» **WHAT IS NEEDED**
Each line from the one that has "In this photo, where can the blue dumpster" through the end of the entries below must be written out exactly; leave out all other lines.
+++ PROVIDED DATA +++
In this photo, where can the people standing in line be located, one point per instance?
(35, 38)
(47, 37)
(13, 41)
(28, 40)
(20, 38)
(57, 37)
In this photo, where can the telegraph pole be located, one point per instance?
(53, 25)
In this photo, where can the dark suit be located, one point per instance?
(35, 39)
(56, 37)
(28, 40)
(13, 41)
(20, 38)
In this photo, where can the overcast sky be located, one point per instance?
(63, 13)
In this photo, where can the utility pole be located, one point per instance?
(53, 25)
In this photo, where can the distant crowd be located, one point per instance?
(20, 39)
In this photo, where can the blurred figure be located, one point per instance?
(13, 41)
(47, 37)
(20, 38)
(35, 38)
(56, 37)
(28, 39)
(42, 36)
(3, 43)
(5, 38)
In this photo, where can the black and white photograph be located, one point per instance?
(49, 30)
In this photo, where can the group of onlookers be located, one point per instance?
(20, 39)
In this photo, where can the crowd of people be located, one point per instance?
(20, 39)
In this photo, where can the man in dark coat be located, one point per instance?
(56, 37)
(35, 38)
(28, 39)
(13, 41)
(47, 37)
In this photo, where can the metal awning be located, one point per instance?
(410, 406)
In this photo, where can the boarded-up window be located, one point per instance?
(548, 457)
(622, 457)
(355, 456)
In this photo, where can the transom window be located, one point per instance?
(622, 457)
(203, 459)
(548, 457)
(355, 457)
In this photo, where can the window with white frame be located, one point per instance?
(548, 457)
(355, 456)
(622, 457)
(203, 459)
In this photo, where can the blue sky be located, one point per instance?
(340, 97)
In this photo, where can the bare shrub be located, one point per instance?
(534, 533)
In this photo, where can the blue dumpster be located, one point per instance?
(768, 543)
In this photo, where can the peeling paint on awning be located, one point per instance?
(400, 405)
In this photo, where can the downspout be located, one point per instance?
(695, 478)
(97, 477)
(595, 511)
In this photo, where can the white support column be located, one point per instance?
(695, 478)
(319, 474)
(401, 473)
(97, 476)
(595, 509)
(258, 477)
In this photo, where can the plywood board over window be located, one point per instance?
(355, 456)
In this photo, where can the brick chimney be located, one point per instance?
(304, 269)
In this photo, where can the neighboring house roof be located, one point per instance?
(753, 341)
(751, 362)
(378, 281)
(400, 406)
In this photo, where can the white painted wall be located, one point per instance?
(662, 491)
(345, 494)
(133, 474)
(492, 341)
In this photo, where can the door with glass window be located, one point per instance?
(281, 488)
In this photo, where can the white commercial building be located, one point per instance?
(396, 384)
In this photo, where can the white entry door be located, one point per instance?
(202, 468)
+++
» **ANSWER SPACE**
In this photo, where can the blue dumpster be located, one point per instance?
(768, 543)
In this photo, where can the peeling paint on awning be located, one point per instance?
(400, 405)
In this photo, where can the downspout be located, one point per instance?
(695, 478)
(97, 477)
(595, 511)
In this photo, where can the white support column be located, one point per instance?
(695, 478)
(319, 474)
(401, 473)
(97, 476)
(595, 509)
(258, 477)
In this photo, where can the plywood board over window be located, one point per instance?
(355, 456)
In this photo, where can the brick chimney be located, one point per instance?
(304, 269)
In this photo, where can the neighboring house roof be located, one point per instance?
(753, 341)
(751, 362)
(378, 281)
(400, 406)
In this photo, where can the white painted wall be located, one point per instance?
(662, 491)
(345, 494)
(133, 474)
(492, 341)
In this photo, where can the door with glass window be located, one point per instance?
(281, 488)
In this photo, where can the white commercial building be located, one point per instance?
(396, 384)
In this photo, where can the white entry door be located, one point per instance?
(202, 468)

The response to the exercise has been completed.